## Brief
In the forum thread below about AI image generation, copy everything from "No matter how" down to "of AI generation.".

══ Extract to read ══

Edit: I failed to get Forge working, so far, but I’ve tried the same FLUX setup again I used a few days ago. Last time, a 512x512 generation with 8 steps took an hour. Earlier, a 1024x512 generation with 8 steps took only half an hour. That’s four times as fast. I’m not sure if it’s just that using a smaller model is faster (Previous test used a ~7GB model, this one a ~5GB model), or if my attempt at getting Forge to work with my AMD iGPU somehow lead to ComfyUI being faster. It’s pretty neat, though.

Really, I don’t understand in general why steps with similar prompts using the same workflow and models are often so widely different. Sure, more LoRas means slower generation, but I usually use a similar number of LoRas. With several LoRas, my SD 1.5 setup takes between ~10 seconds and ~35 seconds per step, and a bit longer per step for the HighResFix that uses the same model. (Even the ratio between HighResFix time and the generation of the initial image doesn’t stay the same.)

The only thing I can think of is that the computer sometimes draws resources to other applications, slowing ComfyUI down. However, even if I close other programs and don’t actively do anything else, generations sometimes take much longer.
 
Last edited:
After reading this I think I'll never try AI rendering myself, but the "ComfyUI-CPU" triggered my interest:
I have a small crypto mining farm waiting for new tasks. There are 8 CPUs with 8 cores each and 32GB RAM in total. (IIRC)
I used to use them with Docker-images.
Has anyone heard of a way to use such hardware for AI-rendering?
I'd gladly sell it for a few bucks...
 
After reading this I think I'll never try AI rendering myself, but the "ComfyUI-CPU" triggered my interest:
I have a small crypto mining farm waiting for new tasks. There are 8 CPUs with 8 cores each and 32GB RAM in total. (IIRC)
I used to use them with Docker-images.
Has anyone heard of a way to use such hardware for AI-rendering?
I'd gladly sell it for a few bucks...
The software that almost everyone uses for AI rendering offline is not written for distributed computing. If that is a single 8-socket server, it could work, but 8-socket servers are rare and sell for many many thousands of dollars on the used market; anyone with that kind of money for an AI rig has much better options. If it's 8 separate systems with 4GB of RAM each, it's basically worthless for CPU rendering using any of the standard software options. The CPUs can do the rendering, it's the small amount of RAM that's the real killer.
 
No matter how big of a CPU setup you'll manage to get, it's performance will be dwarfed by a proper GPU. Go for Nvidia, AMD is currently no match
 
I came across this thread a while back, and have been dabbling with Fooocus. It was easy enough to install and get up and running. Before this, I never worked with any sort of AI and had no idea where to even start. So thanks for the guide.

I was more curious than anything, just been playing around seeing what I could create. Probably won't spend much more time with it, but was fun to see some of the inner-working of AI generation.

═══
══ Dataset content ══

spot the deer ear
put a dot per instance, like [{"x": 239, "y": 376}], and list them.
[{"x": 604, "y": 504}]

═══

## Result
No matter how big of a CPU setup you'll manage to get, it's performance will be dwarfed by a proper GPU. Go for Nvidia, AMD is currently no match
 
I came across this thread a while back, and have been dabbling with Fooocus. It was easy enough to install and get up and running. Before this, I never worked with any sort of AI and had no idea where to even start. So thanks for the guide.

I was more curious than anything, just been playing around seeing what I could create. Probably won't spend much more time with it, but was fun to see some of the inner-working of AI generation.